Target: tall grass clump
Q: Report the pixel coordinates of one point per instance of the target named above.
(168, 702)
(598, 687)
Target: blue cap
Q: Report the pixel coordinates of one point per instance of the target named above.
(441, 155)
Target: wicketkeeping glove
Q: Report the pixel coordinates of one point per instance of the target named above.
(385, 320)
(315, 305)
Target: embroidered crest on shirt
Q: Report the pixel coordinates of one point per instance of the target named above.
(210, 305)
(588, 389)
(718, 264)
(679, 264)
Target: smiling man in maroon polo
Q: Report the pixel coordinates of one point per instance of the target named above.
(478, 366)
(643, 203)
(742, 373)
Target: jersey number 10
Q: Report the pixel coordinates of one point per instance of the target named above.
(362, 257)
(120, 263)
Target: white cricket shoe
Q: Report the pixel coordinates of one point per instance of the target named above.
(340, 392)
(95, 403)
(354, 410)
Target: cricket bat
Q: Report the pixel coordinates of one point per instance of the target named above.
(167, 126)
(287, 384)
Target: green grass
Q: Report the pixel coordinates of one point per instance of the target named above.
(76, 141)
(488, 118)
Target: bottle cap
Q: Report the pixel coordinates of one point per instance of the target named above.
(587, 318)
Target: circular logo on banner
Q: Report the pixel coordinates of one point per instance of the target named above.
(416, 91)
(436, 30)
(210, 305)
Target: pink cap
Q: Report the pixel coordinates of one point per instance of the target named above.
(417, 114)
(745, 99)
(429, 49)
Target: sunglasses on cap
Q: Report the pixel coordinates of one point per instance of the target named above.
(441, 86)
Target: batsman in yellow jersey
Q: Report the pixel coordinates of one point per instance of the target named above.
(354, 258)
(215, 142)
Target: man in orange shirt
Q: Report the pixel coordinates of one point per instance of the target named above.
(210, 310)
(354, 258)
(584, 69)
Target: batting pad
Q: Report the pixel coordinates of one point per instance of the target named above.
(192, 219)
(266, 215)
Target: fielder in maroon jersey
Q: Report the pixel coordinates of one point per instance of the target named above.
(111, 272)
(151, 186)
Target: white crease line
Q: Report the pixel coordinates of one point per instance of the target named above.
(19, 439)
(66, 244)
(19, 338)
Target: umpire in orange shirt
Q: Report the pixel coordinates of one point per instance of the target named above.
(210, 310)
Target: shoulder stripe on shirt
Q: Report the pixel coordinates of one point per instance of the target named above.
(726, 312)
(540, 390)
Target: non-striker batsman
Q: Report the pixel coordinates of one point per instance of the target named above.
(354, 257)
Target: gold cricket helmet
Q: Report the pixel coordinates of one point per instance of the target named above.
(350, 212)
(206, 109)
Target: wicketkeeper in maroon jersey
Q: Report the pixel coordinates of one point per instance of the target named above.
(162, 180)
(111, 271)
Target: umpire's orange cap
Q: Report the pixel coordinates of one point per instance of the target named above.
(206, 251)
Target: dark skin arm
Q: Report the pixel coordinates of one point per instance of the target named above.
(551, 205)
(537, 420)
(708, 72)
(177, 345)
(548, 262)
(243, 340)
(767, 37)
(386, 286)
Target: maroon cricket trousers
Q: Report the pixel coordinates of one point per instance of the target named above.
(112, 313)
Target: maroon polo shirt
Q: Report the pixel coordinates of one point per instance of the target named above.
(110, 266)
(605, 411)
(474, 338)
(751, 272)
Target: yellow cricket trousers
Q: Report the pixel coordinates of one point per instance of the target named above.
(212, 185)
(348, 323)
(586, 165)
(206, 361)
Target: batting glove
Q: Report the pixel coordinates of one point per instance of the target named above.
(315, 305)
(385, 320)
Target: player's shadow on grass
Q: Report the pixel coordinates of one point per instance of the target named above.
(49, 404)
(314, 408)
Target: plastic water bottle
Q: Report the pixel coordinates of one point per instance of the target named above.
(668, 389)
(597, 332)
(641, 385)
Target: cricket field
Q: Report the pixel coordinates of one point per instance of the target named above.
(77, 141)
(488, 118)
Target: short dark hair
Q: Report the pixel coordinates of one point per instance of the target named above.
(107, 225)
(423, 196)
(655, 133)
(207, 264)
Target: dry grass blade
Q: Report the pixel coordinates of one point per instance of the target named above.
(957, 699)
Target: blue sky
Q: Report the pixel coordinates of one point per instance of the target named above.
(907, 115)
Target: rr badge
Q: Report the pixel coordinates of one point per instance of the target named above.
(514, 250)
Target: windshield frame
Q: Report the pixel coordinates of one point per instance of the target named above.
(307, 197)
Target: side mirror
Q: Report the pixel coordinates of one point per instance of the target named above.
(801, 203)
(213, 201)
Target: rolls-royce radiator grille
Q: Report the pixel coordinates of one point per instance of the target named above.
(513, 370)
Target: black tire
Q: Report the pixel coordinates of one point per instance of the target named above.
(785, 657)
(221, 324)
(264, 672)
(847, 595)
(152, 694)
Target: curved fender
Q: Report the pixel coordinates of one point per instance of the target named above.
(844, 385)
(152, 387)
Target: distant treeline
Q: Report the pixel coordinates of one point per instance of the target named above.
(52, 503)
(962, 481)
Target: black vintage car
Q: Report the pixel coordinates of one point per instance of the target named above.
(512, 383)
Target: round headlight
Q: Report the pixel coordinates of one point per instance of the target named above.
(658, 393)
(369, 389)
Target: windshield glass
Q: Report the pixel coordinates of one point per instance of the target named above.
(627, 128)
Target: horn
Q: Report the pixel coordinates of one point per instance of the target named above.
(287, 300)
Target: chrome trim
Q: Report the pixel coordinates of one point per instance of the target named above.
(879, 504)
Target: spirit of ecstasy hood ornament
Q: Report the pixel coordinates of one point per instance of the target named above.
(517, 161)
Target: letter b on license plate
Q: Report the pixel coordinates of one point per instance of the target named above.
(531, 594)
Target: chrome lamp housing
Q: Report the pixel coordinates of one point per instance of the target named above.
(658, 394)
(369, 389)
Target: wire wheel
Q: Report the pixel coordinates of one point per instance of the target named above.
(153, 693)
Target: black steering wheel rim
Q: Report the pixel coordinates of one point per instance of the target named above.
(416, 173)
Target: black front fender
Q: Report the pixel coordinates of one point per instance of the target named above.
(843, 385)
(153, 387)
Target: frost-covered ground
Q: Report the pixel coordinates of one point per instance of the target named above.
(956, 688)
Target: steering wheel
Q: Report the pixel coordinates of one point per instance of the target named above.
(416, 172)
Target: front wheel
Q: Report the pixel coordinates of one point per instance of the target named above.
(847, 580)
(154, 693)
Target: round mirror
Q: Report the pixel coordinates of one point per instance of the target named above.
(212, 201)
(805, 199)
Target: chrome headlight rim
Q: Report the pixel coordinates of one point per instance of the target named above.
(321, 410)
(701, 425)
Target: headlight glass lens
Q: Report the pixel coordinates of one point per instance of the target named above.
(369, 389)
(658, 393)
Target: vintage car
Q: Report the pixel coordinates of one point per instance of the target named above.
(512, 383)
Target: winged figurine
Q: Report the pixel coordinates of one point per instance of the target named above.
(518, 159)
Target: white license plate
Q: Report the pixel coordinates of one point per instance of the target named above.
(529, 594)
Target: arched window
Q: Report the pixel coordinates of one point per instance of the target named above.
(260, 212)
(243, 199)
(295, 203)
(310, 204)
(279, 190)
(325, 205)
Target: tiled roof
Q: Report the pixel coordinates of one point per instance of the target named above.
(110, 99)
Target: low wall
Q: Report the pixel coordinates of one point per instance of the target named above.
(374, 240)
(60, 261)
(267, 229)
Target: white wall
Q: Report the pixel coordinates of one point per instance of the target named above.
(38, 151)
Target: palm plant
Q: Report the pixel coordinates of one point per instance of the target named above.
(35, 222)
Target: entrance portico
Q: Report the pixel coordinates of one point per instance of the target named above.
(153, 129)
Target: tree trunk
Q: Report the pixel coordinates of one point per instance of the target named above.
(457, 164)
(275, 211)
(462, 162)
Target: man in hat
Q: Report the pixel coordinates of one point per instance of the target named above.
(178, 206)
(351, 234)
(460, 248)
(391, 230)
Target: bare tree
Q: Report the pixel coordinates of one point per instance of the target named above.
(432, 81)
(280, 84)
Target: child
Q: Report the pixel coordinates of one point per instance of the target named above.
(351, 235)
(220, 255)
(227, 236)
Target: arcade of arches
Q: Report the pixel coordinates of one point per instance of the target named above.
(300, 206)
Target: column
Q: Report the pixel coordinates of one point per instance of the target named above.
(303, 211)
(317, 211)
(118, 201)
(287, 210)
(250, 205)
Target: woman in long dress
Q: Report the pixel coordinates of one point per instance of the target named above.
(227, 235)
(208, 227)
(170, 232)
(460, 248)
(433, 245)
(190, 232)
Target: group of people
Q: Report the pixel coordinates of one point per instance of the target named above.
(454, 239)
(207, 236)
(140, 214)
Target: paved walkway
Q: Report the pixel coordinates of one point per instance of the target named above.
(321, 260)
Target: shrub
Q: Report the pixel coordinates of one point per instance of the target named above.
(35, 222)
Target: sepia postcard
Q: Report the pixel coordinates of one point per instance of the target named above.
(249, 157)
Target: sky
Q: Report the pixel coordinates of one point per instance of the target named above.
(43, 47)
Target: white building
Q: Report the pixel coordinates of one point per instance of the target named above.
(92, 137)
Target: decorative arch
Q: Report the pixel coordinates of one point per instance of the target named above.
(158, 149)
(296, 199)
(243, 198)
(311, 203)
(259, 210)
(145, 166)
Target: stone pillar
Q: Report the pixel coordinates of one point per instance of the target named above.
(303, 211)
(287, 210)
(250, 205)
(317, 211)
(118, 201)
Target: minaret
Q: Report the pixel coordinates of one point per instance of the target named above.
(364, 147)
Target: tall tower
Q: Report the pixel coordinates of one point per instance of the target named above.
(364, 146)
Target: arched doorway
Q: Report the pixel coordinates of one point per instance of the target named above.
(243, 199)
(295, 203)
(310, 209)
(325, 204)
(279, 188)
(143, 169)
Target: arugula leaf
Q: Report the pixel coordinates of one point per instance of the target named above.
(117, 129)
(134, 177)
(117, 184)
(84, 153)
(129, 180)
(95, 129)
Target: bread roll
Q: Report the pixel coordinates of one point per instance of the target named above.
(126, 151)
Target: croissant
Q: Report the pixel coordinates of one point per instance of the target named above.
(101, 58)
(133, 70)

• [Your task]: Return the records exactly, starting with the line that contains "Target: sky" and going on through the end of the records.

• [Worked solution]:
Target: sky
Q: Report the pixel coordinates of one point per instance of the target named above.
(43, 47)
Target: white building
Q: Report the pixel coordinates of one point per instance of the target named above.
(92, 137)
Target: decorative arch
Q: Report the pixel coordinates of one point per instance of the target named above.
(158, 149)
(296, 199)
(243, 198)
(311, 203)
(259, 210)
(145, 166)
Target: stone pillar
Q: Report the pixel coordinates of one point per instance of the target named above.
(303, 211)
(287, 210)
(250, 205)
(317, 211)
(118, 201)
Target: minaret
Q: Report the pixel coordinates of one point per instance of the target named above.
(364, 147)
Target: tall tower
Q: Report the pixel coordinates of one point per instance of the target named above.
(364, 146)
Target: arched doorway
Q: Report the pixel coordinates of one point per instance of the target named above.
(243, 199)
(295, 203)
(310, 209)
(325, 204)
(279, 188)
(143, 169)
Target: arugula leaf
Q: Report the pixel coordinates of one point per instance of the target named above.
(117, 129)
(134, 177)
(117, 184)
(84, 153)
(129, 180)
(95, 129)
Target: bread roll
Q: Report the pixel coordinates of one point per instance of the target named above.
(126, 151)
Target: croissant
Q: Report the pixel coordinates of one point per instance of the target named above.
(101, 58)
(133, 70)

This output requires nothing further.